> _TO DO_
Look through the data below and extract, unchanged, the lines from the one that contains "object | striped lumbar pillow" to the one that contains "object | hammock rope", both included.

> _DATA FOR ANALYSIS_
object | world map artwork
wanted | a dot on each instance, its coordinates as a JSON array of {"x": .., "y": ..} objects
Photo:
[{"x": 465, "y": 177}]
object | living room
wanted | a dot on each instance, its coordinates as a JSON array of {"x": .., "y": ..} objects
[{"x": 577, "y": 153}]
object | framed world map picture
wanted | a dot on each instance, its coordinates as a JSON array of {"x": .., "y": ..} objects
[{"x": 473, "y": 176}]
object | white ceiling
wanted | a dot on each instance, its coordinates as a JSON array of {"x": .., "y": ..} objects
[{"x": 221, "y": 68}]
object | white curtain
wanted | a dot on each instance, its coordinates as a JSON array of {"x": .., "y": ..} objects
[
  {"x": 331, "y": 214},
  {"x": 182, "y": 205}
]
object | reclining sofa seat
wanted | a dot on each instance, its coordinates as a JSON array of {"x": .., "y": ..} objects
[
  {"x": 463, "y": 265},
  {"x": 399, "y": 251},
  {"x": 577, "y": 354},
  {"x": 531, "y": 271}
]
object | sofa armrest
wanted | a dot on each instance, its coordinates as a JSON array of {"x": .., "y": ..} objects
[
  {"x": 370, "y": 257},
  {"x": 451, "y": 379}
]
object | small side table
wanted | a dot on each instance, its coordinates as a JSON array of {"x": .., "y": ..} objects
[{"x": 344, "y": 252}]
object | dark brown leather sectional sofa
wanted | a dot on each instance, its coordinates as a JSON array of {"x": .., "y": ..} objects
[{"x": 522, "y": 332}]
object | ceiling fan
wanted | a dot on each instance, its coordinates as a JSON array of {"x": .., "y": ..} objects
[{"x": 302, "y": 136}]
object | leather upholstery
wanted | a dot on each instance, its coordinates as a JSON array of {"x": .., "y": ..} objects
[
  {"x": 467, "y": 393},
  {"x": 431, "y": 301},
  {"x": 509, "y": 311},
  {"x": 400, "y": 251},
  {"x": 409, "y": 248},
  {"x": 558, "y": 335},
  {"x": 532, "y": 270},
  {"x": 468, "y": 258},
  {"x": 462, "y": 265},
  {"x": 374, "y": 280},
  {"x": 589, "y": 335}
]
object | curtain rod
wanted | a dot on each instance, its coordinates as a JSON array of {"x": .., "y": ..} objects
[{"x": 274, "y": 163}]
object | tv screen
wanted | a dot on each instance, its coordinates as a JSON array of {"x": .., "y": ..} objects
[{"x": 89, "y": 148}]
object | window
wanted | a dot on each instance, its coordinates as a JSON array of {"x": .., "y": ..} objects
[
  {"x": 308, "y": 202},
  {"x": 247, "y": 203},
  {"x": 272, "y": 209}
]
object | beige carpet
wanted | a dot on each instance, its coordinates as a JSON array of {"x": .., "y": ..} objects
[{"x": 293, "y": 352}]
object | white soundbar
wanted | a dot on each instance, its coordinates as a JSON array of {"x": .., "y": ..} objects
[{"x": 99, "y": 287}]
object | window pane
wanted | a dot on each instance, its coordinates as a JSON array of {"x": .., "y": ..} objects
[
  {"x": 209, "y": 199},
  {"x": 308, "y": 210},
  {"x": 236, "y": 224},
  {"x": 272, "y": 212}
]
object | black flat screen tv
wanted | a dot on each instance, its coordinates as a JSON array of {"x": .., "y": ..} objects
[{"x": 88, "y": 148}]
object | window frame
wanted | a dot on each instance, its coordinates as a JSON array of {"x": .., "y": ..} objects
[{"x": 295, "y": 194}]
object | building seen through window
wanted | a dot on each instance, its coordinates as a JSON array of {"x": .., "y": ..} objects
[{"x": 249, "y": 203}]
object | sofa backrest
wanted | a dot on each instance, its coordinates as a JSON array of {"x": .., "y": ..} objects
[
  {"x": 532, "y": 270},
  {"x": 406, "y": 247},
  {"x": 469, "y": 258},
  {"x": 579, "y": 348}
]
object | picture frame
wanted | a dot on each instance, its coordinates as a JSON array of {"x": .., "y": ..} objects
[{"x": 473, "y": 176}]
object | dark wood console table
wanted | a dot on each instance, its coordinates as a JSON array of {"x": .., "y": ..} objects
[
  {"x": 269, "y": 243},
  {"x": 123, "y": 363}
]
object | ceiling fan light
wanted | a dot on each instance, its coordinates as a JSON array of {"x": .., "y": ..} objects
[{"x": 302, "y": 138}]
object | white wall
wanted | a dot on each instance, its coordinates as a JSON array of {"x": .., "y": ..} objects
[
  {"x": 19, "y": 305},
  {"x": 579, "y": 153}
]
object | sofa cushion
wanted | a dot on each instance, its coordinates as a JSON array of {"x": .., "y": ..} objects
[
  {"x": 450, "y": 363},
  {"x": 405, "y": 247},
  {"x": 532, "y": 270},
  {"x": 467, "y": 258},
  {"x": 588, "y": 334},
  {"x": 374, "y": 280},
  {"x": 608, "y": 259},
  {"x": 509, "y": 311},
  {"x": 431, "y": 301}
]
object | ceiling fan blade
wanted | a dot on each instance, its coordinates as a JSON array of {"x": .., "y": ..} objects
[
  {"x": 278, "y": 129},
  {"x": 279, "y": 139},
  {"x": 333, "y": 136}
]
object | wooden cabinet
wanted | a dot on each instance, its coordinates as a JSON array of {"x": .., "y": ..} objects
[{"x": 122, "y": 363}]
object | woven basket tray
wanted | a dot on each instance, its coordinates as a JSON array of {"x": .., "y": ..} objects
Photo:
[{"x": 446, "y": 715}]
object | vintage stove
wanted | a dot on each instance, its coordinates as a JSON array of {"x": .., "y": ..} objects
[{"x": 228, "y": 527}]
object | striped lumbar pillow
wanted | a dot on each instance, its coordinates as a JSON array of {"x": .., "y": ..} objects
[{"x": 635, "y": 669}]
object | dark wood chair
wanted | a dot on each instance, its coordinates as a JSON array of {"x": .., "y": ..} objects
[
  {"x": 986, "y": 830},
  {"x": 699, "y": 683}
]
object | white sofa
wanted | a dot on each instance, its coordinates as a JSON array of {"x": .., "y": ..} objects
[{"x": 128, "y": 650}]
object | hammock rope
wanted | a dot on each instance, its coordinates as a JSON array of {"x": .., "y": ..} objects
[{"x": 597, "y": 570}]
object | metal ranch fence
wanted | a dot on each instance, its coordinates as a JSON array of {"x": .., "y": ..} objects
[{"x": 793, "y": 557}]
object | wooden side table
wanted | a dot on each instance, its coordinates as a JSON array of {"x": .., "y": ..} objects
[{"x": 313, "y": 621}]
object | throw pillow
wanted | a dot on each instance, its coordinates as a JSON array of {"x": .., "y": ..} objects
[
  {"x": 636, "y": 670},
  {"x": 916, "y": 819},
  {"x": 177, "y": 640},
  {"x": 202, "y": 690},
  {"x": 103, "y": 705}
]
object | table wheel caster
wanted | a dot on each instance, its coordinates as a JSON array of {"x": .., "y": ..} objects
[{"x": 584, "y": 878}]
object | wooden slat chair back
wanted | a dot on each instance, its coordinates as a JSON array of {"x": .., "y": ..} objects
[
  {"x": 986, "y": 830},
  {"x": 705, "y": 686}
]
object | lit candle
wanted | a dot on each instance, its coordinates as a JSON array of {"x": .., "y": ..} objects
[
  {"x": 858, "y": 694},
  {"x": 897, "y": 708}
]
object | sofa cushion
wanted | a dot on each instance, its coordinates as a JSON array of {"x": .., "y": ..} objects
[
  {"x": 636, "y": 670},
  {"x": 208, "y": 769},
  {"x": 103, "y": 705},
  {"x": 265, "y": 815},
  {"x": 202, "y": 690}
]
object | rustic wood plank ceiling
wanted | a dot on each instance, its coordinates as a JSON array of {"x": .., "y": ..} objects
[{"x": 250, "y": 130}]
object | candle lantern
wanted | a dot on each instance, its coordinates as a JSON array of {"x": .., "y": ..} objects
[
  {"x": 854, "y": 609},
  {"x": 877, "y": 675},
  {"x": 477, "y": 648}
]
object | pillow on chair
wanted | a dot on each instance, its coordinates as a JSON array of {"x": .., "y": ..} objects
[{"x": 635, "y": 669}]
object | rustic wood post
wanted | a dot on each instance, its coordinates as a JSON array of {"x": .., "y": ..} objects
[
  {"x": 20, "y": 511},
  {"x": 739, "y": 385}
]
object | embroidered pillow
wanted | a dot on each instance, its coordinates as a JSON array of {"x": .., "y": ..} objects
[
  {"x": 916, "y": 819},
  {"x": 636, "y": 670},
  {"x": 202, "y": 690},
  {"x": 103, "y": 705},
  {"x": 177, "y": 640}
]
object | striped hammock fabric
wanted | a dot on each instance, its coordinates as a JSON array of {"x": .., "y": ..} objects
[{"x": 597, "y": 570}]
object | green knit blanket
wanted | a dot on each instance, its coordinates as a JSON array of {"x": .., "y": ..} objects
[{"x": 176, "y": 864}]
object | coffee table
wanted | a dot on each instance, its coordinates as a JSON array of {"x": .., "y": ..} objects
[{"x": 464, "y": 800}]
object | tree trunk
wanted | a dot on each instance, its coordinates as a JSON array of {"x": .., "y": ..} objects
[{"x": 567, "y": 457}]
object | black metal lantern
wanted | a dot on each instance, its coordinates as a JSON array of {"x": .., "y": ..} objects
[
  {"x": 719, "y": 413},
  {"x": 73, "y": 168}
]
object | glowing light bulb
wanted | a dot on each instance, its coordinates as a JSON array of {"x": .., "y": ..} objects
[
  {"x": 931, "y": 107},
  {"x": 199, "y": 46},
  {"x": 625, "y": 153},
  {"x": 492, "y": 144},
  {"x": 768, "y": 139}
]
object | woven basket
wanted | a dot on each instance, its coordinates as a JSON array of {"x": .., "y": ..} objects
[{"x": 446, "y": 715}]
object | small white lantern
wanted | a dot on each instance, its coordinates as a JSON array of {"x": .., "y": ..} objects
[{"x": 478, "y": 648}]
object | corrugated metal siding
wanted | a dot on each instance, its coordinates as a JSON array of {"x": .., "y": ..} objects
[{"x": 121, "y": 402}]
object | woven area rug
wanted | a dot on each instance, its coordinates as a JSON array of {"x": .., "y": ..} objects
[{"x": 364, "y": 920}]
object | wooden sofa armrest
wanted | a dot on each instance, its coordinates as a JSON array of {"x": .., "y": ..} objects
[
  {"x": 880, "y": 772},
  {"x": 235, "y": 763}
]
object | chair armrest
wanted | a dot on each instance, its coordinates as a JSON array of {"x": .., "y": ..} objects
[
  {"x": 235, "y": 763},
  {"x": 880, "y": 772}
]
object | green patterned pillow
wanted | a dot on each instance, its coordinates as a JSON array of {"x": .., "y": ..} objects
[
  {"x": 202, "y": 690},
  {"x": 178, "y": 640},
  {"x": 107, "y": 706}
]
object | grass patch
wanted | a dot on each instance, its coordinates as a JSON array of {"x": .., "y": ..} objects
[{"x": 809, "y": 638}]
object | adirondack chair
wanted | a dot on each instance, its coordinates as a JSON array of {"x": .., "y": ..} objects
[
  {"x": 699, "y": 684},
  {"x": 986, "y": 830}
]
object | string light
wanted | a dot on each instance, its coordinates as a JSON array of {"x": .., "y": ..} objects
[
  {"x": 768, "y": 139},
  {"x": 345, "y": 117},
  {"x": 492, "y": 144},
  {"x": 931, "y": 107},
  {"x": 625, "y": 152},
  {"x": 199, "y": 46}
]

> _EXERCISE SOLUTION_
object | striped lumbar pillow
wanted | a dot on each instance, its coordinates as a JSON array of {"x": .., "y": ..} objects
[{"x": 635, "y": 669}]
object | dark wood chair
wanted | a dot on each instance, its coordinates as a JSON array of {"x": .., "y": ..} objects
[
  {"x": 986, "y": 830},
  {"x": 699, "y": 683}
]
object | white sofa
wanted | a dot on each instance, its coordinates as a JSON array of {"x": .., "y": ..} objects
[{"x": 128, "y": 650}]
object | hammock rope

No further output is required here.